=== Exercise ===
Copy every line of the material below word for word, but leave the pictures out.

Point-based annotation data:
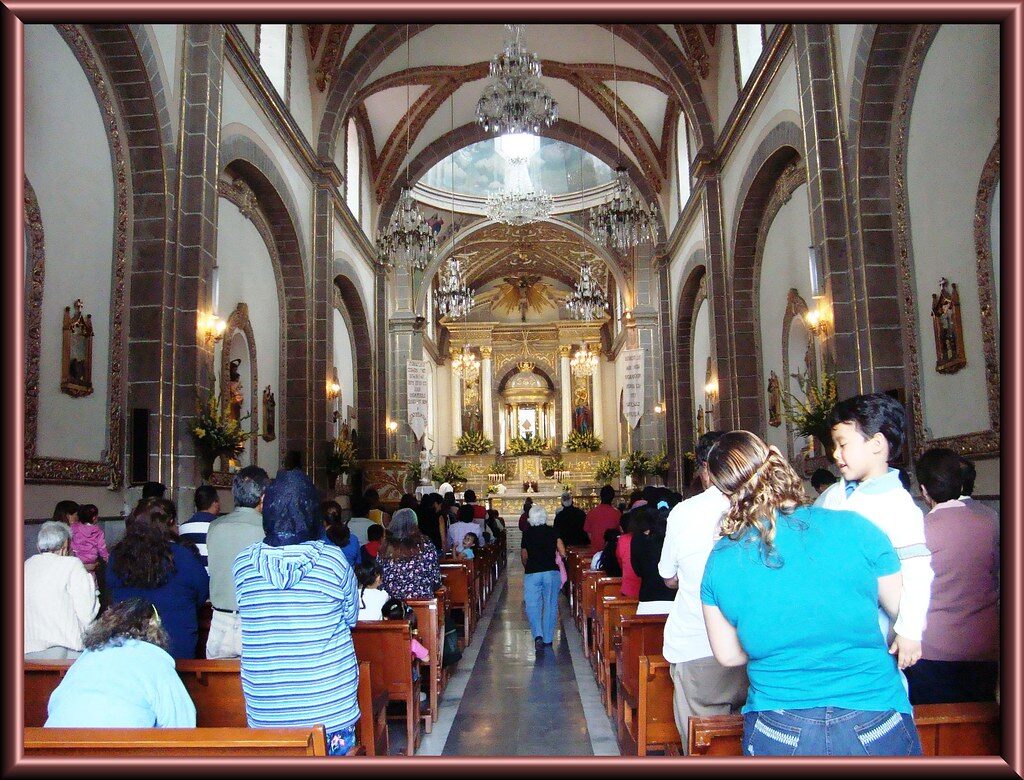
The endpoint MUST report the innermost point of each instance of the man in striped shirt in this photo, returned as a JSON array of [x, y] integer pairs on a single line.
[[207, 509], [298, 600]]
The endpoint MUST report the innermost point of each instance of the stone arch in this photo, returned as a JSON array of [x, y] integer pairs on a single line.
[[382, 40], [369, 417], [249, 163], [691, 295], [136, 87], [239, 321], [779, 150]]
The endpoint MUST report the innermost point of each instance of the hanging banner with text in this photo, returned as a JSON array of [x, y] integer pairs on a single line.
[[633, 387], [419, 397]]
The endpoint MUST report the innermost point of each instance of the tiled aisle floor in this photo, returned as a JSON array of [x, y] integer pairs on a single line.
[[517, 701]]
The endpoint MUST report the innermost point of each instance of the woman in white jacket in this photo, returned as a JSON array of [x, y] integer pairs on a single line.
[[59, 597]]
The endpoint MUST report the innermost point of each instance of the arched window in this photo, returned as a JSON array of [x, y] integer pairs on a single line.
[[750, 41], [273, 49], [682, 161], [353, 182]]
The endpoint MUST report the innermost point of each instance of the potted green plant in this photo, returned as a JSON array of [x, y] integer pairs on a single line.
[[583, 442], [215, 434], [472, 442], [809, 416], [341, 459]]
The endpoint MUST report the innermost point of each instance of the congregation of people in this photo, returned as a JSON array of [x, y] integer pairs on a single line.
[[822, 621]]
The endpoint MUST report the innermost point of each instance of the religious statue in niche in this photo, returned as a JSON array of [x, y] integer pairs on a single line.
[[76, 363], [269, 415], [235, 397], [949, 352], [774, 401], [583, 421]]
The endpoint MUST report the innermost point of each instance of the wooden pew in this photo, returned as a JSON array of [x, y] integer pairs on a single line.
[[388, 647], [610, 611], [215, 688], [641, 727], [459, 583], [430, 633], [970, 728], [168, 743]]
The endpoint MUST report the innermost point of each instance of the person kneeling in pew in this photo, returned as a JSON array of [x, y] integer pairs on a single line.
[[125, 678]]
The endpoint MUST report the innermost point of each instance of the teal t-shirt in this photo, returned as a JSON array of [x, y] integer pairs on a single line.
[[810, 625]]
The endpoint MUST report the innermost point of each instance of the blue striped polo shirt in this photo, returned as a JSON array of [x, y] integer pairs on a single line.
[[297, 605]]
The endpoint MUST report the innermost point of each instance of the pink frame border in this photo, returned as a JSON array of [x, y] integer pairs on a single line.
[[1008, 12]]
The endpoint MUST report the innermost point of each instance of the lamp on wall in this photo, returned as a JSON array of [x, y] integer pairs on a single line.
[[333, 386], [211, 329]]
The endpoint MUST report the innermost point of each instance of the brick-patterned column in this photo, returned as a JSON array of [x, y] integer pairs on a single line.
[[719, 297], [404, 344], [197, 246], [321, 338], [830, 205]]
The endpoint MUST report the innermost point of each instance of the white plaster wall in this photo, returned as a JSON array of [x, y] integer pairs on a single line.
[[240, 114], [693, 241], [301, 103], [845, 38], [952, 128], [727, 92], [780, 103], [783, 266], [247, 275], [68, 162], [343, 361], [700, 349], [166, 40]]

=== Solution to the exercise ===
The endpoint MUST report the innermost point of each instance of the man in striped shirt in this photo, returned as a JSON array of [x, y] integer pairs on a single line.
[[207, 509], [298, 600]]
The endpoint MUST report the innermost point of each instance of the stone arch in this photo, returned as a JSON array of [x, y] integer pairs on a single line.
[[382, 40], [369, 417], [249, 163], [691, 295], [136, 87], [239, 321], [779, 150]]
The endpoint MUST report the innermost point of each instance of the hanging banner with text in this photo, returned as a JSON array of [x, y] integer pairs on a single line.
[[633, 387], [419, 397]]
The endpoint MUST report the innermost point of each instance of the tiled aisle floor in this photo, returned as a JSON array of [x, y] integer pairs on a single line.
[[517, 701]]
The endpoint MUST report the innermost point of each instance of the woman in white jacket in this photo, returned as a JSON array of [x, y] integer pairs on a single line.
[[59, 597]]
The endpoint MUST report the innermost point of each instance of the arched window in this photo, returned as a JSON array of [x, y] integer pairs on a single line.
[[750, 41], [273, 49], [682, 161], [353, 182]]
The endpoint MUST report the innermost point of each instance of the potted green plant in this photo, returned as a JSON array of [x, y] integer pairs on a single line.
[[583, 442], [215, 434], [472, 442], [809, 416], [341, 459]]
The endpoint MUST report the innermost point of each instance of the congregation of people in this photo, returned as a JSON array of [x, y] integer pairs on a single line.
[[822, 621]]
The endpoint MUST report the innermost point of each instance of the religious statue in niche in this photo, returned as a JSON array of [x, y] integer pairs on a single line.
[[76, 363], [269, 415], [235, 397], [949, 352], [774, 401], [583, 421]]
The endpoint MUST report the innermost point of each instance of the wooden pew in this photo, returned as a JSON array of [x, y] integer pairs on a single line.
[[388, 647], [610, 611], [215, 688], [641, 727], [459, 583], [430, 633], [970, 728], [168, 743]]
The endpoint MUST report the innermost point of each instance of the person kneeling in pew in this photo, returned as a JSON array of [x, y] integer pairs on a single line.
[[125, 678]]
The endpoint MUST report the innermost point of each instance of the teal t-shirt in this photo, returned as a JSON array of [x, y] integer pairs on a single line.
[[810, 625]]
The endpoint MUST report the innermost point of each instance of the blue striped polo shirt in this photo, returned as a JSON array of [x, y] integer pairs on a single line.
[[297, 605]]
The endpoint MUST report the innermost point of each instance of the pink frame border in this photo, returned as a JSON array of [x, y] integer pairs on a single line.
[[1008, 12]]
The endpoint MUST report the innermost point of each instance of the lamp on wall in this photo, returned as a JSON array of [x, y] integer pairs on a single line.
[[333, 386], [211, 329]]
The endpoint MUST report the innermost point of each instance of the brick-patterned column in this photo, returned as a JSON array of [x, y] integer pairs on a single line.
[[719, 297], [404, 344], [197, 246], [321, 338], [830, 205]]
The endpoint MUST report the innermost point of each instance of the white plaster wall in this photo, returned as a JSON array of [x, y] integer pairs on a single line.
[[240, 114], [693, 241], [301, 103], [845, 38], [952, 128], [727, 92], [780, 103], [783, 266], [247, 275], [68, 162], [343, 361], [700, 349], [166, 40]]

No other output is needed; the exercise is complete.